Originally Posted by *Tamee* 
My husband is ok with our cosleeping, but thinks that it's time to get our daughter into her own room, What do you think?

It doesn't sound to me at all like he is okay with your co-sleeping anymore if he's constantly pressuring you to get her into her own room. Our dd is 6 now and sleeps on her own majority of the time. Dh starting bringing it up semi-regularly once she hit 4. I, like others, was waiting until the time felt right for both of us, and it didn't at 4. At 5 I was starting to see the draw to having some more privacy, but didn't want to see her not sleeping with us 100% of the time.

Dec of '06 brought a big storm to the northwest and a large tree through our roof. It basically destroyed dd's "room". We did not have a bed in there yet, and likely she would not have been sleeping by herself during a storm, but just wanted to point out that her sleeping on her own fell into place at the right point in time. Insurance paid for 20+K worth of damage to totally redo her room, which allowed us to fault the ceiling in her room, thus settling our problem of how can we put a bed in a small room and still allow her to play in there. Dh built her a loft bed and she still has space for her toys.

#### What is asked:
(1) Answer these questions about the forum post on co-sleeping.
(a) How old is the reply writer's daughter now?
(b) What came through the roof during the December storm?
(c) What kind of bed was built for the daughter?
(2) List every age of the daughter that the reply in the forum post on co-sleeping mentions.

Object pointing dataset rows
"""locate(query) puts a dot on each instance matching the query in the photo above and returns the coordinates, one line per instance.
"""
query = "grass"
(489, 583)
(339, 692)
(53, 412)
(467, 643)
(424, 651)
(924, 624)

#### Responses in order:
(1)
(a) She is 6.
(b) A large tree.
(c) A loft bed.

(2) 6, 4, 5